__Task statement__: Quote the lines of the listing below from the line containing "Expected: one point per instance of the door" through the line containing "point(55, 402)", including both of those lines.

Records excerpted from a collection:
* * * * * * *
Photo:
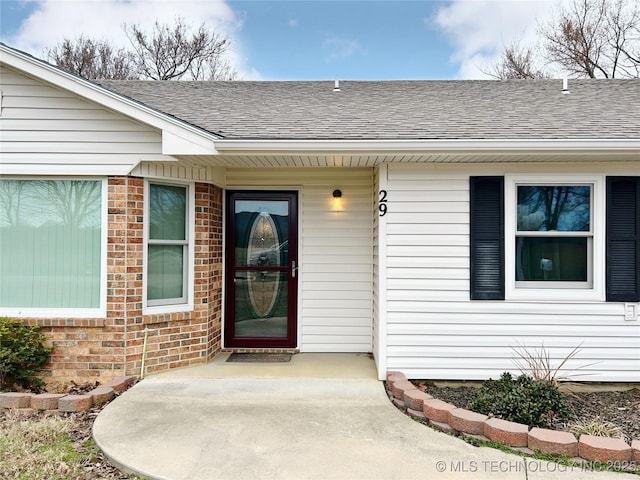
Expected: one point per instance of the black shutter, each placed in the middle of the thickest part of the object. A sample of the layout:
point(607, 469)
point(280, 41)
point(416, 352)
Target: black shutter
point(623, 239)
point(487, 238)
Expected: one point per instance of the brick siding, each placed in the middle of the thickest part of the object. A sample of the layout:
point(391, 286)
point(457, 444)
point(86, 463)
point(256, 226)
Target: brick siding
point(104, 348)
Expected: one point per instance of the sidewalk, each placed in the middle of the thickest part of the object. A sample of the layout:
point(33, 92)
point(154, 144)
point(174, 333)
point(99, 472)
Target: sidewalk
point(328, 418)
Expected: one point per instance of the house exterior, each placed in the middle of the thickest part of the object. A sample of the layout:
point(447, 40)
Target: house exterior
point(434, 224)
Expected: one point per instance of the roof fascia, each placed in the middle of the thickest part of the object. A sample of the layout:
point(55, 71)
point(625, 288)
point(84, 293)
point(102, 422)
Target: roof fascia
point(178, 137)
point(378, 147)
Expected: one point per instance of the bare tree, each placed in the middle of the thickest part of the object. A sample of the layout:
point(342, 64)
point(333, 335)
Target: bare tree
point(517, 62)
point(92, 59)
point(168, 52)
point(590, 38)
point(174, 52)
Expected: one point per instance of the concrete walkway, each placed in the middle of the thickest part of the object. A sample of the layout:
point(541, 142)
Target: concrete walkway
point(322, 416)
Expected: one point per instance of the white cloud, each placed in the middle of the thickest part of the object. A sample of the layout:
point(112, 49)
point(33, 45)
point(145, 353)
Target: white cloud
point(54, 20)
point(479, 30)
point(340, 47)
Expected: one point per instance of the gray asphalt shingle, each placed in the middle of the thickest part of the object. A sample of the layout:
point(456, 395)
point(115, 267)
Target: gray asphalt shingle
point(382, 110)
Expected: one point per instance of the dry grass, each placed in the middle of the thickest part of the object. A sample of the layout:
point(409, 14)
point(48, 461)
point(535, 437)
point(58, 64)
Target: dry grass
point(598, 427)
point(537, 363)
point(42, 449)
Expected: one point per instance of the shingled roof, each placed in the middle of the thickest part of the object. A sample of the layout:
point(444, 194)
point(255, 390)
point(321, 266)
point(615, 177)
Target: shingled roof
point(390, 110)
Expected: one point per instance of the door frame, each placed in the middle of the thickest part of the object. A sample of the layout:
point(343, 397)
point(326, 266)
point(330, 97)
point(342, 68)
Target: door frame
point(291, 340)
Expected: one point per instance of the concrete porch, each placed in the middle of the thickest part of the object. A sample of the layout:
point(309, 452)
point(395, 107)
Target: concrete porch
point(302, 365)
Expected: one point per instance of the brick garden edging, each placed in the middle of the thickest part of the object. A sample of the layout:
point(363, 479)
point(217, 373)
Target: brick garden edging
point(458, 421)
point(55, 402)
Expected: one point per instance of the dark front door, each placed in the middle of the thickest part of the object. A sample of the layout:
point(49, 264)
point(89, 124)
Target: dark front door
point(261, 269)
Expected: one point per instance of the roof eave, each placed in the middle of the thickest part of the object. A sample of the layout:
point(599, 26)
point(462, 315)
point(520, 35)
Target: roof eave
point(179, 137)
point(378, 147)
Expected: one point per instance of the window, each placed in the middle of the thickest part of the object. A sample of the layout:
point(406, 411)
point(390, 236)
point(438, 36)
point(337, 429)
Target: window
point(167, 244)
point(554, 238)
point(50, 245)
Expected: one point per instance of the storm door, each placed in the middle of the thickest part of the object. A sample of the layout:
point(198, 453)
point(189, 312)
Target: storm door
point(261, 269)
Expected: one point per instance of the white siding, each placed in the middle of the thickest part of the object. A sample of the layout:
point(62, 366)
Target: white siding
point(336, 248)
point(174, 171)
point(433, 329)
point(46, 130)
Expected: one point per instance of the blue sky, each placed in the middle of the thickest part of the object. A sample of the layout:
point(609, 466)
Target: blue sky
point(304, 39)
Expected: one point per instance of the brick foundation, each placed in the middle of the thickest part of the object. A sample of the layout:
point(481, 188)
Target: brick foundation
point(101, 349)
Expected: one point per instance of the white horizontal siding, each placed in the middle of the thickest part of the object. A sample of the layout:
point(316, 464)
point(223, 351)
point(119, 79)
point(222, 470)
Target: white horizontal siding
point(435, 331)
point(46, 130)
point(335, 252)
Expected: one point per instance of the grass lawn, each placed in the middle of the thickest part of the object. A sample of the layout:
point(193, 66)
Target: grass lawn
point(51, 447)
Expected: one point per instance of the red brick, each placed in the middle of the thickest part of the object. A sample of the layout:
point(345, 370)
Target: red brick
point(509, 433)
point(120, 384)
point(466, 421)
point(414, 399)
point(15, 400)
point(436, 410)
point(553, 442)
point(74, 403)
point(102, 395)
point(46, 401)
point(441, 427)
point(603, 449)
point(398, 388)
point(635, 451)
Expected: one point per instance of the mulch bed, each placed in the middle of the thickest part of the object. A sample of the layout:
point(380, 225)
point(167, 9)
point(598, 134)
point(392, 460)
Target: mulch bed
point(100, 468)
point(622, 408)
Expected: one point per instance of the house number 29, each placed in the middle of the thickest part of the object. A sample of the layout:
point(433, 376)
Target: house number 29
point(382, 203)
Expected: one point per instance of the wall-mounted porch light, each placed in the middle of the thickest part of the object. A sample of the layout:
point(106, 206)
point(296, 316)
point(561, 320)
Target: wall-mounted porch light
point(337, 200)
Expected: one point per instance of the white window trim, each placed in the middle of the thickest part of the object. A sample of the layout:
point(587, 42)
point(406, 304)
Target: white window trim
point(101, 311)
point(188, 305)
point(563, 291)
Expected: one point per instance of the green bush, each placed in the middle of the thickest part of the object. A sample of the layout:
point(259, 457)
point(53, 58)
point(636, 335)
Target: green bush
point(22, 354)
point(523, 400)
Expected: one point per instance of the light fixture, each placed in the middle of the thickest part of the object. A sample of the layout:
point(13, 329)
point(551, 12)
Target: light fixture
point(337, 200)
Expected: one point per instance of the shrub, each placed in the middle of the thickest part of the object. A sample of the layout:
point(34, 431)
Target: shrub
point(22, 354)
point(524, 400)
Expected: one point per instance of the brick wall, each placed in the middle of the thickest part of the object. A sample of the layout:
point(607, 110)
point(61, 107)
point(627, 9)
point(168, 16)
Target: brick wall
point(101, 349)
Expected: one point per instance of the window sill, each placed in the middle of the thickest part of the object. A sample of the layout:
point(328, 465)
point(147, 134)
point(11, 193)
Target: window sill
point(552, 294)
point(162, 309)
* * * * * * *
__Correct result__:
Expected: one point per instance of the door frame, each placed in the middle of the thickest part of the object. A sample of the layout:
point(343, 397)
point(326, 266)
point(330, 97)
point(342, 68)
Target: door frame
point(291, 340)
Expected: one point per instance of the concrete porch, each placed in the middle of the thickest part of the object. A sample of the layout:
point(309, 452)
point(395, 107)
Target: concrete porch
point(302, 365)
Expected: one point per instance of the brick garden edging, each placed in the middle of the thickest part of the object. A sample of the layout:
point(363, 479)
point(217, 373)
Target: brick garden edging
point(458, 421)
point(55, 402)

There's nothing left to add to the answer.